WHAT YOU WILL DO: Write the next part of the film review about the second moon, beginning right after its final sentence.

====== SUPPLIED TEXT

So then, in the film we are introduced to a young Brazilian man, simply known as "ele" (meaning simply "he" played by Odilion Esteves [IMDb] [AC]*) who, contemplating the new, and honestly quite absurd "second moon" (seriously a second BIG Earth-orbiting moon-like perhaps even moon-sized ORB) put up 'by humanity' some time back, explaining to us, viewers, that "this second moon was intended to be 'a gift' presumably to all humanity just as 'the statue of Christ' was intended to be 'a gift' to Rio de Janeiro / Brazil, 'the statue of Liberty' was intended to be a 'gift' to New York / the United States, 'the Eiffel Tower' was intended to be 'a gift' to Paris / France, etc. AND THAT THIS SECOND MOON was INTENDED TO 'BRING TRANQUILITY' TO PEOPLE (HUMANITY) ... But he confesses that it 'just makes (him) nervous' because he really doesn't understand why it needs to be there." ;-) ;-)

============
====== MATERIAL PROVIDED

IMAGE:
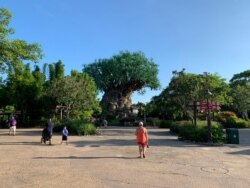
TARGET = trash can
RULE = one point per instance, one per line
(232, 135)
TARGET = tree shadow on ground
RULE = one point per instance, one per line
(243, 152)
(92, 157)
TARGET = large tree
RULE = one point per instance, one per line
(240, 84)
(119, 76)
(14, 51)
(76, 93)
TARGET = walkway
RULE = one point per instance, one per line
(110, 161)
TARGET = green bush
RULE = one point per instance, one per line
(87, 129)
(234, 122)
(162, 123)
(78, 127)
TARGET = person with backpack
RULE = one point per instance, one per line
(65, 134)
(141, 134)
(12, 126)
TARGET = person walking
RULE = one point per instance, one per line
(141, 134)
(50, 129)
(12, 126)
(65, 134)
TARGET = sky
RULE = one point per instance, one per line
(198, 35)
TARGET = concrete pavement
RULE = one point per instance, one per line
(110, 160)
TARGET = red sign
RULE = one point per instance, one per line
(204, 106)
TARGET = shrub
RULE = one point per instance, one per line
(87, 129)
(76, 127)
(162, 123)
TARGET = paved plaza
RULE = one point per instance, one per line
(110, 160)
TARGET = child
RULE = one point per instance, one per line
(65, 134)
(46, 135)
(12, 126)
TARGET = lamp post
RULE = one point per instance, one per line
(208, 94)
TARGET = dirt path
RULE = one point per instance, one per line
(110, 160)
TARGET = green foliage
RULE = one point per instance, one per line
(13, 52)
(78, 94)
(133, 70)
(76, 127)
(162, 123)
(184, 89)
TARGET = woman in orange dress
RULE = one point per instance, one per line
(141, 134)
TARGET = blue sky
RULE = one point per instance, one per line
(198, 35)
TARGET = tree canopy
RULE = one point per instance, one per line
(121, 75)
(14, 51)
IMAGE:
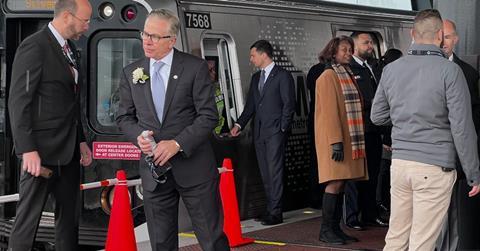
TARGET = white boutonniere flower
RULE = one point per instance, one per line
(138, 76)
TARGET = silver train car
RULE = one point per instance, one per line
(221, 31)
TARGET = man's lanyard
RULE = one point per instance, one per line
(425, 53)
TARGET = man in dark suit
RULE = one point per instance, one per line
(46, 127)
(170, 94)
(366, 78)
(449, 237)
(271, 101)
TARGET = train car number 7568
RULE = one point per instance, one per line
(198, 20)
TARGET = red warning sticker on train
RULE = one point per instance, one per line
(116, 150)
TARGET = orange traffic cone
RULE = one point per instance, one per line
(121, 235)
(231, 223)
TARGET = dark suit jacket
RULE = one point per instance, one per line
(189, 117)
(472, 77)
(472, 81)
(367, 87)
(312, 77)
(273, 109)
(44, 112)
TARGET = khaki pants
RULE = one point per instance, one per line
(420, 198)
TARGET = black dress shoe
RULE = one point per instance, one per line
(355, 225)
(377, 222)
(272, 220)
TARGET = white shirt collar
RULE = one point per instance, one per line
(268, 69)
(57, 35)
(167, 60)
(359, 60)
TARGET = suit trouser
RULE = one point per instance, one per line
(358, 194)
(65, 187)
(420, 198)
(271, 160)
(203, 205)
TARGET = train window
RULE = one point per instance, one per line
(219, 51)
(388, 4)
(112, 54)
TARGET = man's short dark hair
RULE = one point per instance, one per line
(427, 22)
(355, 34)
(65, 5)
(263, 46)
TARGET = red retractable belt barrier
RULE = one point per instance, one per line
(228, 193)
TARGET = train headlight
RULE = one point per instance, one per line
(106, 10)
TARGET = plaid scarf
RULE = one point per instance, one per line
(353, 107)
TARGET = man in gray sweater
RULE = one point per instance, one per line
(426, 98)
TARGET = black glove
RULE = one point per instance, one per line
(337, 151)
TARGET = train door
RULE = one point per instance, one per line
(219, 50)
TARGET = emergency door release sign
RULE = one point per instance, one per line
(116, 150)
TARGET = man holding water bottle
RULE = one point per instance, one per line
(168, 94)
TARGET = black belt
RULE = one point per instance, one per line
(447, 169)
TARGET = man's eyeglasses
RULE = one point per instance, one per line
(154, 38)
(85, 21)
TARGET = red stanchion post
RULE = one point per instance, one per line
(121, 235)
(228, 193)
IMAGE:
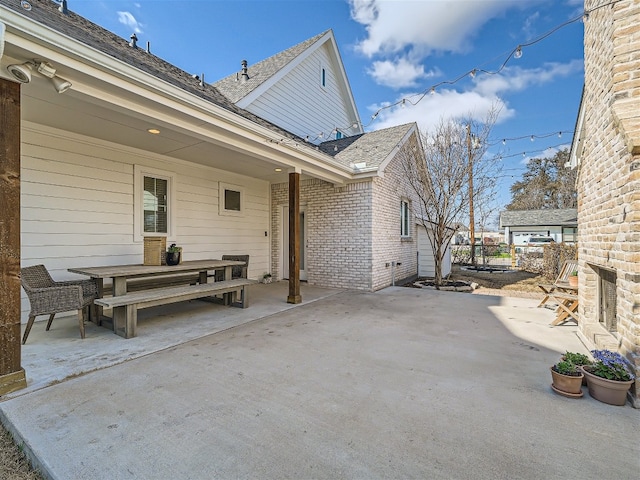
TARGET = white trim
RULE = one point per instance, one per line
(139, 172)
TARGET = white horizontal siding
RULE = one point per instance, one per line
(298, 102)
(77, 206)
(426, 261)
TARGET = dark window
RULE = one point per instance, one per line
(155, 205)
(232, 200)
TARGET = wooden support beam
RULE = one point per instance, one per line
(294, 238)
(12, 375)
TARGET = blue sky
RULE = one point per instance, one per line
(393, 49)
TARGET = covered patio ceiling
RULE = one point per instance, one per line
(110, 110)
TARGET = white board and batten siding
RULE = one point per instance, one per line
(426, 262)
(300, 104)
(77, 206)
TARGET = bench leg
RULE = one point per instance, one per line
(244, 296)
(125, 320)
(132, 321)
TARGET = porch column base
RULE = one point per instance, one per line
(294, 299)
(13, 381)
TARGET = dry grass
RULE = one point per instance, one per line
(518, 280)
(13, 464)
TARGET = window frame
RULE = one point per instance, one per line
(222, 210)
(141, 171)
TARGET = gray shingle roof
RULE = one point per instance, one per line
(79, 28)
(235, 89)
(547, 217)
(372, 148)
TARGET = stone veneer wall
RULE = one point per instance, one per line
(609, 176)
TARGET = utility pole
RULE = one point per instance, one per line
(472, 233)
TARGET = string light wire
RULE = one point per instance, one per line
(514, 53)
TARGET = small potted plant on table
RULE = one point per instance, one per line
(567, 379)
(174, 254)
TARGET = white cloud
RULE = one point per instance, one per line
(127, 18)
(516, 79)
(485, 95)
(399, 73)
(424, 26)
(428, 112)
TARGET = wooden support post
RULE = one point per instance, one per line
(294, 238)
(12, 375)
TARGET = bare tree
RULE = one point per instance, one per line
(454, 155)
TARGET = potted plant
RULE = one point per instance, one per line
(579, 360)
(567, 379)
(609, 377)
(174, 254)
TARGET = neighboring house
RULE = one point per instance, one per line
(520, 225)
(606, 152)
(137, 147)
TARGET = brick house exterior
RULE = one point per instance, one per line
(353, 230)
(606, 151)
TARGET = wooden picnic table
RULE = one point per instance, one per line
(120, 274)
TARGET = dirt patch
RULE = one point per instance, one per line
(517, 281)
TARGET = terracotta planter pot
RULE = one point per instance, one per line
(567, 385)
(608, 391)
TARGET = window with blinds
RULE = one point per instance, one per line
(155, 205)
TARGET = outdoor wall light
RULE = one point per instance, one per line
(22, 73)
(60, 84)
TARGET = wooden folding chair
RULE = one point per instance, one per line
(568, 267)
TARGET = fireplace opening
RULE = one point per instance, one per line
(608, 297)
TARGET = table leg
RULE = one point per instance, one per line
(228, 273)
(97, 308)
(119, 314)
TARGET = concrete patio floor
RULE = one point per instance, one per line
(401, 383)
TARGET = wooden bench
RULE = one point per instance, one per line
(162, 296)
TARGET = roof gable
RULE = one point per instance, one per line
(369, 152)
(288, 89)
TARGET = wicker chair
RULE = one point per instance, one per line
(48, 297)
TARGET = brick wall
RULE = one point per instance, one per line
(353, 230)
(609, 177)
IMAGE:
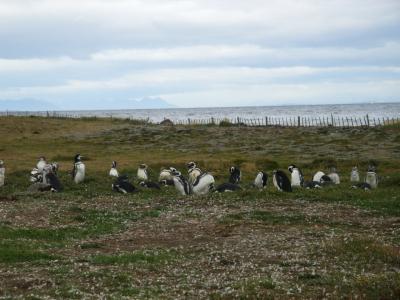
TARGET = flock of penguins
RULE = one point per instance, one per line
(44, 178)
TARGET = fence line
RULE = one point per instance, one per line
(298, 121)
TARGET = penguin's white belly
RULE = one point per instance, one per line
(142, 175)
(372, 179)
(296, 179)
(258, 183)
(165, 175)
(113, 172)
(335, 178)
(2, 176)
(80, 173)
(354, 177)
(205, 184)
(318, 175)
(179, 186)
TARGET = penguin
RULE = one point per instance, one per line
(41, 164)
(362, 185)
(150, 185)
(166, 182)
(122, 185)
(354, 175)
(297, 178)
(193, 171)
(2, 173)
(51, 178)
(371, 177)
(281, 181)
(334, 176)
(181, 184)
(166, 174)
(235, 176)
(142, 173)
(228, 187)
(203, 184)
(312, 185)
(260, 181)
(78, 172)
(317, 176)
(113, 171)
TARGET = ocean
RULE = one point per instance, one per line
(374, 110)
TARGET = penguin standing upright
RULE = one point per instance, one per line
(297, 178)
(371, 177)
(142, 173)
(78, 172)
(193, 172)
(334, 176)
(354, 175)
(113, 171)
(261, 179)
(50, 178)
(41, 164)
(203, 184)
(2, 173)
(235, 176)
(281, 181)
(181, 184)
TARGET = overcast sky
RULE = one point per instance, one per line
(79, 54)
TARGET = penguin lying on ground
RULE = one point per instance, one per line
(281, 181)
(122, 185)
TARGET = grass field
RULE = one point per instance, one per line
(89, 242)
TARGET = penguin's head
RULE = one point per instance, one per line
(78, 157)
(291, 167)
(191, 165)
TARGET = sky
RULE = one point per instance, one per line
(97, 54)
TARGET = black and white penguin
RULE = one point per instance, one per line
(228, 187)
(261, 179)
(334, 176)
(166, 174)
(317, 176)
(372, 177)
(281, 181)
(2, 173)
(122, 185)
(181, 184)
(203, 184)
(150, 185)
(50, 178)
(354, 175)
(362, 185)
(113, 171)
(235, 176)
(78, 172)
(142, 173)
(193, 172)
(297, 178)
(41, 164)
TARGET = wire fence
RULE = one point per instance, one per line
(298, 121)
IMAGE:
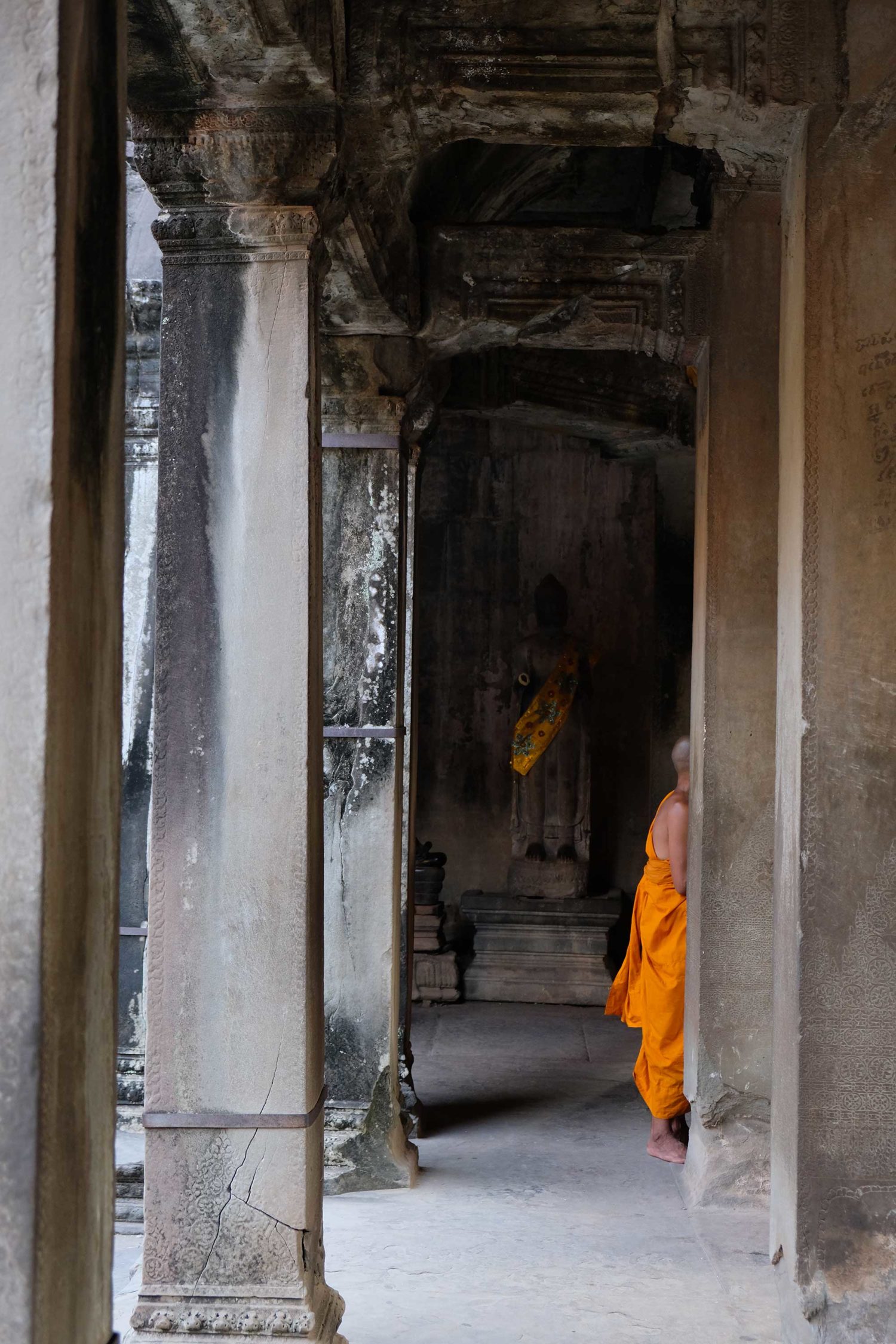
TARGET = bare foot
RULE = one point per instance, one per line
(664, 1144)
(680, 1128)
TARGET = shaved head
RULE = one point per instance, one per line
(682, 754)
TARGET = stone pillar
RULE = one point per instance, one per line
(833, 1168)
(143, 323)
(410, 1101)
(143, 307)
(364, 716)
(732, 729)
(61, 544)
(234, 1051)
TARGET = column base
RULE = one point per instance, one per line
(729, 1164)
(367, 1147)
(185, 1320)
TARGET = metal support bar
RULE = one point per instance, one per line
(360, 440)
(363, 733)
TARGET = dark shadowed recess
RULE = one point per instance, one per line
(648, 190)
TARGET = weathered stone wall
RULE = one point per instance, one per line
(834, 1084)
(61, 545)
(503, 504)
(730, 883)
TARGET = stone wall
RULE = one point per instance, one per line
(501, 504)
(61, 545)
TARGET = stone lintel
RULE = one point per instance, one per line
(567, 288)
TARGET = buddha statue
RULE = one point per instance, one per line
(551, 757)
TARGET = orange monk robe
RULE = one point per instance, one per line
(649, 992)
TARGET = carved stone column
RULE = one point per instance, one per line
(732, 729)
(143, 308)
(61, 545)
(364, 716)
(833, 1167)
(234, 1054)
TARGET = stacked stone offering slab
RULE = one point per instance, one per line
(541, 952)
(435, 971)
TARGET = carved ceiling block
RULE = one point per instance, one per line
(564, 288)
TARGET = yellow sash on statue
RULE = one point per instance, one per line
(539, 726)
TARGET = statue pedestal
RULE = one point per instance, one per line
(532, 950)
(550, 879)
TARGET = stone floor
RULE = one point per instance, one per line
(538, 1216)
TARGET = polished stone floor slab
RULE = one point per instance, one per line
(538, 1216)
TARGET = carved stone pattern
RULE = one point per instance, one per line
(242, 233)
(269, 157)
(619, 56)
(171, 1323)
(787, 46)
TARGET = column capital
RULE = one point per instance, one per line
(262, 157)
(237, 233)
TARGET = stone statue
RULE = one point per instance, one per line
(551, 756)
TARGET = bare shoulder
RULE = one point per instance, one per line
(676, 805)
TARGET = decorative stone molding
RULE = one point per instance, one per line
(237, 233)
(245, 155)
(174, 1323)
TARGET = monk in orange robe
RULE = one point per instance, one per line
(649, 992)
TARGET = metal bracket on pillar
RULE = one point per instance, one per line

============

ANSWER BELOW:
And so it is, our main character in the story -- young, good-looking, fit, healthy as he seems -- simply feels FUNDAMENTALLY 'UNEASY.' He has everything that would seem to be important (youth, health, intelligence) and the world itself seems quite safe / free of problems (free of poverty, war, disease) ... but ... he just feels ... 'anxious' ... and really, really lonely, because in his world of the future ALMOST EVERYTHING seems to be done in a mediated fashion. He rarely sees actual people, just interacts with them over various video screens. And often he's wearing (smart?, perhaps "rose colored" ...) glasses.
And that's the world in which he lives. It's LOVELY ... but it's LONELY. So for much of the movie, he finds himself "walking in a desert." Now is he really walking in a desert, or are the glasses he's wearing PROJECTING A DESERT because THAT'S HOW HE FEELS? In any case, the Desert is LOVELY (filmed in Chile) but again LONELY.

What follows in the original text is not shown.